Remplacez « soldats » par « militaires » dans le passage du texte sur la maladie des pommes de terre qui commence aux mots « Chapitre IX - De » et s'arrête après « de tubercules putrilagés. », puis recopiez ce passage.

TEXTE DE L'EXERCICE.
***
Histoire de la maladie des pommes de terre en 1845/Chap IX

Chapitre IX - De l'innocuité des tubercules malades comme aliment.


CHAPITRE IX.


De l’innocuité des tubercules malades comme aliment.


L’expérience a démontré aujourd’hui que l’usage alimentaire des pommes de terre malades ne produit aucun effet nuisible ni sur la santé des hommes ni sur celle des animaux domestiques, et qu’à plus forte raison, en enlevant les portions altérées, on conserve aux tubercules toutes leurs qualités. Je puis citer, à l’appui de ce fait, ce qui se passe depuis plusieurs semaines dans les casernes de la banlieue de Paris, où les soldats se nourrissent de tubercules avariés qu’ils obtiennent à très bas prix, et qu’ils préfèrent, après les avoir épluchés, aux légumes secs ; il est bien entendu qu’il ne peut être question ici de tubercules putrilagés.
***
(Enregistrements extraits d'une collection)

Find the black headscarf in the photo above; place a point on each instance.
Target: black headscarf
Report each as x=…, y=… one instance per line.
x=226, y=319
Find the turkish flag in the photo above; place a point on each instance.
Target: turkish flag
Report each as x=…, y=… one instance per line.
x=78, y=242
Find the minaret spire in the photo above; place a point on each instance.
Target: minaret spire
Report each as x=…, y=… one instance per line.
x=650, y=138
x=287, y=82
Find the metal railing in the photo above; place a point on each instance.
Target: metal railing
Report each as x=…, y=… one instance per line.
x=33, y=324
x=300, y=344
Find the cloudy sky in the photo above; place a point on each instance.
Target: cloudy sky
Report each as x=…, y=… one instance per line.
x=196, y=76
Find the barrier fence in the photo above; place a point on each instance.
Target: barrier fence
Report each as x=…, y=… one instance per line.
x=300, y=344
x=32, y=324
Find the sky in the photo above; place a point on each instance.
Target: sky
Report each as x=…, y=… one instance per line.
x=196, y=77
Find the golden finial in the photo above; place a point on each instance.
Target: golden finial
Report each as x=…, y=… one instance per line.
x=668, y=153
***
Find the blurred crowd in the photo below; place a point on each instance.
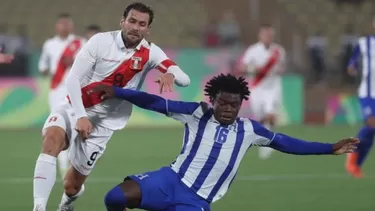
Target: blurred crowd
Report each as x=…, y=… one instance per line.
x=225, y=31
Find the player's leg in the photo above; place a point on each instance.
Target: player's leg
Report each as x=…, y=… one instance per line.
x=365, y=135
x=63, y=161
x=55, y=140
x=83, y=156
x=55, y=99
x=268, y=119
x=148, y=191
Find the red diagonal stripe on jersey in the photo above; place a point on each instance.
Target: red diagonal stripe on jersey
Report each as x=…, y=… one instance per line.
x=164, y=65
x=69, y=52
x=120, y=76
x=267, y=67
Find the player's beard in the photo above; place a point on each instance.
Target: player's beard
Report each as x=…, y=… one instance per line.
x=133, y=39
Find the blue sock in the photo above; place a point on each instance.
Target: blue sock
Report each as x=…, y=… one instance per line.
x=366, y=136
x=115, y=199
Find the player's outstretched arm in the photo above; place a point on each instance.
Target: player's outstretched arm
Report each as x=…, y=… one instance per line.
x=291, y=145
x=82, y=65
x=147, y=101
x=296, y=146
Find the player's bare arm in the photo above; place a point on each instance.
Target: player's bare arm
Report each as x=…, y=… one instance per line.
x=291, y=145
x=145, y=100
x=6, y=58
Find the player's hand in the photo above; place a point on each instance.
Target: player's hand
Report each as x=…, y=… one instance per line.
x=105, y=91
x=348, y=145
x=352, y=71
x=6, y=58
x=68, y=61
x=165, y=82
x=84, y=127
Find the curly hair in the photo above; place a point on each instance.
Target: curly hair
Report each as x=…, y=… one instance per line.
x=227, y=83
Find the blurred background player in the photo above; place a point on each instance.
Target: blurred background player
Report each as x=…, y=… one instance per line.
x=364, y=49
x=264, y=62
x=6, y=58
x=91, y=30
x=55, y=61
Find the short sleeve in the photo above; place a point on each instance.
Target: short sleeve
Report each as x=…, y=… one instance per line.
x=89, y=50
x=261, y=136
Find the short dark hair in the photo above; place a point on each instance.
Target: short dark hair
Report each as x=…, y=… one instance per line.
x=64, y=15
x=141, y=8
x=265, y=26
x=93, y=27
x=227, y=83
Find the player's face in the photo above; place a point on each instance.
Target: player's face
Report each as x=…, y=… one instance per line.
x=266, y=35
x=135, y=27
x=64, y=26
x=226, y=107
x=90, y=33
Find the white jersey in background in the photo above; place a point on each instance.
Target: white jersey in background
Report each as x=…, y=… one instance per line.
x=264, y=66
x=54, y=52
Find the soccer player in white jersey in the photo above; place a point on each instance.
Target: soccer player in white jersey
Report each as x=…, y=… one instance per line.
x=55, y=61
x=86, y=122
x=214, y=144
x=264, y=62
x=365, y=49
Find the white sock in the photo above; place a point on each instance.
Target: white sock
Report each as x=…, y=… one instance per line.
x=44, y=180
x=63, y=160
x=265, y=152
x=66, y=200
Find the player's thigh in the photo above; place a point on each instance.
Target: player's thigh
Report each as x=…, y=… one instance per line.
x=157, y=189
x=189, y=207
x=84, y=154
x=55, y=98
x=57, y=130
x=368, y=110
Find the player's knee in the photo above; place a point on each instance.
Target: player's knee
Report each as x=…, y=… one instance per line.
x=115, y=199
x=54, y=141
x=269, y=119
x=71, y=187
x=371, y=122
***
CORRIGÉ.
Chapitre IX - De l'innocuité des tubercules malades comme aliment.


CHAPITRE IX.


De l’innocuité des tubercules malades comme aliment.


L’expérience a démontré aujourd’hui que l’usage alimentaire des pommes de terre malades ne produit aucun effet nuisible ni sur la santé des hommes ni sur celle des animaux domestiques, et qu’à plus forte raison, en enlevant les portions altérées, on conserve aux tubercules toutes leurs qualités. Je puis citer, à l’appui de ce fait, ce qui se passe depuis plusieurs semaines dans les casernes de la banlieue de Paris, où les militaires se nourrissent de tubercules avariés qu’ils obtiennent à très bas prix, et qu’ils préfèrent, après les avoir épluchés, aux légumes secs ; il est bien entendu qu’il ne peut être question ici de tubercules putrilagés.